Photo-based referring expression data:
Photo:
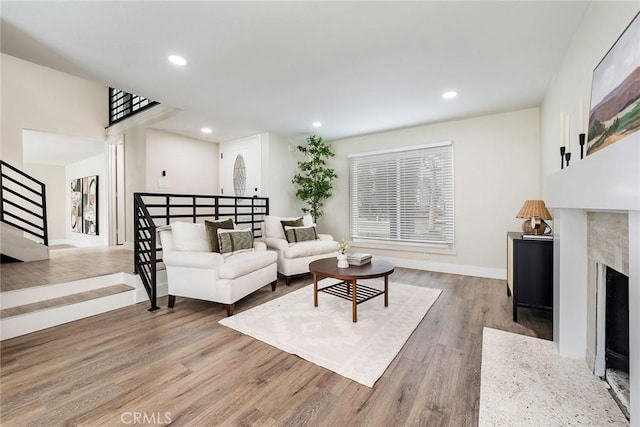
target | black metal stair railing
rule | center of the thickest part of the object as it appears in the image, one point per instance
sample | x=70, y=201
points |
x=23, y=202
x=152, y=210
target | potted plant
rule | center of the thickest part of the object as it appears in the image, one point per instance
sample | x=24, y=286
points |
x=314, y=178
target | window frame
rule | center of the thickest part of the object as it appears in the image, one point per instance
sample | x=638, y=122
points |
x=448, y=243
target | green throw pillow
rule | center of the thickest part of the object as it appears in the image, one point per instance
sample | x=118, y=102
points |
x=298, y=222
x=300, y=234
x=212, y=232
x=232, y=241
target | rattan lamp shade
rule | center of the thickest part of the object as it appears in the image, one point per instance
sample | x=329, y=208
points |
x=534, y=209
x=534, y=212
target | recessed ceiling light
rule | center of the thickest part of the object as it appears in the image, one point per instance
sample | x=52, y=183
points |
x=177, y=60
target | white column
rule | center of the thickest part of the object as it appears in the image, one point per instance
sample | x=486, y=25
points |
x=570, y=283
x=634, y=316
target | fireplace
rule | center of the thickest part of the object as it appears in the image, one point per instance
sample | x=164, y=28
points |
x=612, y=330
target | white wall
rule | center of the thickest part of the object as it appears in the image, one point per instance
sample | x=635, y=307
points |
x=605, y=180
x=496, y=161
x=40, y=98
x=251, y=151
x=135, y=167
x=92, y=166
x=278, y=166
x=54, y=178
x=602, y=24
x=191, y=164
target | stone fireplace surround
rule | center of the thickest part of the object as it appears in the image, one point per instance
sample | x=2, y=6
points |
x=590, y=202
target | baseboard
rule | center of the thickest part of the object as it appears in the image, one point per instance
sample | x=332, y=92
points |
x=442, y=267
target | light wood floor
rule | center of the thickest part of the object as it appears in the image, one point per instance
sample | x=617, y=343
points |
x=66, y=265
x=180, y=365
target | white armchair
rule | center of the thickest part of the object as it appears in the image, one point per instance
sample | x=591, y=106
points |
x=194, y=271
x=294, y=258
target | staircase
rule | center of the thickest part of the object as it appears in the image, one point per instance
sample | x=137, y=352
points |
x=17, y=247
x=24, y=239
x=23, y=216
x=32, y=309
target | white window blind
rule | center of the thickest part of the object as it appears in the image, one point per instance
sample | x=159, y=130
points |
x=403, y=195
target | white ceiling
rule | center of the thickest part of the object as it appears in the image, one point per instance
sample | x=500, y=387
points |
x=358, y=67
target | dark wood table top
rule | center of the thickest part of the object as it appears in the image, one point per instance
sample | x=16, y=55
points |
x=329, y=267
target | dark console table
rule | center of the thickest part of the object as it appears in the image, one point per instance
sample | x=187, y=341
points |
x=529, y=273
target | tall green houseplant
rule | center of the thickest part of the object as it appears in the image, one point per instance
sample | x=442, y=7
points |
x=314, y=178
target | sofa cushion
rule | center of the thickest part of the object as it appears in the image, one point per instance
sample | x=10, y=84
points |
x=234, y=241
x=244, y=263
x=212, y=232
x=188, y=236
x=311, y=247
x=291, y=223
x=300, y=234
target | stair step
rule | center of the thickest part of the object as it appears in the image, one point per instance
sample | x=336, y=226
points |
x=65, y=300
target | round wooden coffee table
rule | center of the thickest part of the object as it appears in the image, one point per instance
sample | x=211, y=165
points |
x=348, y=288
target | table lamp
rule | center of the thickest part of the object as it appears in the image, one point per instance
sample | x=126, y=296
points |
x=534, y=212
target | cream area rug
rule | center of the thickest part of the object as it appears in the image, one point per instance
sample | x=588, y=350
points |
x=523, y=381
x=326, y=336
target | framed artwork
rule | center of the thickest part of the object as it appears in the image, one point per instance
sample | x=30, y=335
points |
x=76, y=205
x=615, y=92
x=90, y=205
x=84, y=205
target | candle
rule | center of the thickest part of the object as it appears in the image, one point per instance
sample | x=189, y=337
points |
x=567, y=133
x=561, y=129
x=581, y=109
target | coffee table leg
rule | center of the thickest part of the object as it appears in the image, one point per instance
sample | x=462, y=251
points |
x=315, y=290
x=354, y=301
x=386, y=291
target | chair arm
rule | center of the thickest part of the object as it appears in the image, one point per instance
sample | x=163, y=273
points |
x=276, y=243
x=192, y=259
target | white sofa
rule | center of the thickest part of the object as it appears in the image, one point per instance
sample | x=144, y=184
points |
x=294, y=258
x=199, y=273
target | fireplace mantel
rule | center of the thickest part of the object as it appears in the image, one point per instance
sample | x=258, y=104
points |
x=608, y=180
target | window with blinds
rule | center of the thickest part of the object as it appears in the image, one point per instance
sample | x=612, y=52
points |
x=403, y=195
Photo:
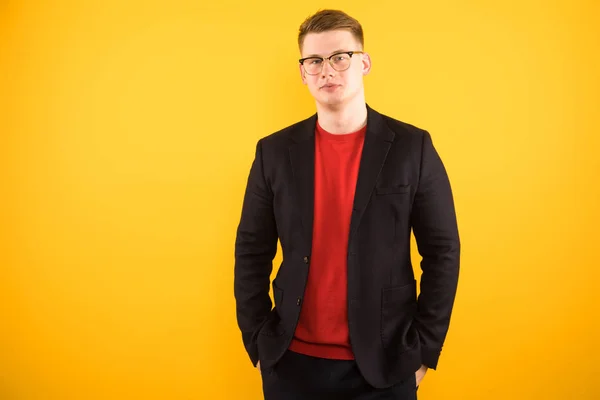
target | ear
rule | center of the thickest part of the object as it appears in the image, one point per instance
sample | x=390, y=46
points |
x=366, y=63
x=302, y=74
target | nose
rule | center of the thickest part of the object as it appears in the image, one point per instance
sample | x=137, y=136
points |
x=327, y=69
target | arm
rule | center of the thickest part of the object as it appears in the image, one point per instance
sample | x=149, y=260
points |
x=434, y=224
x=255, y=248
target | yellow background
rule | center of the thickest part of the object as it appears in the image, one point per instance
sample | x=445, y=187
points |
x=127, y=129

[WHAT YOU NEED TO DO] Show every line of the data that includes the string "ceiling".

[RESPONSE AREA]
target | recessed ceiling light
target | white ceiling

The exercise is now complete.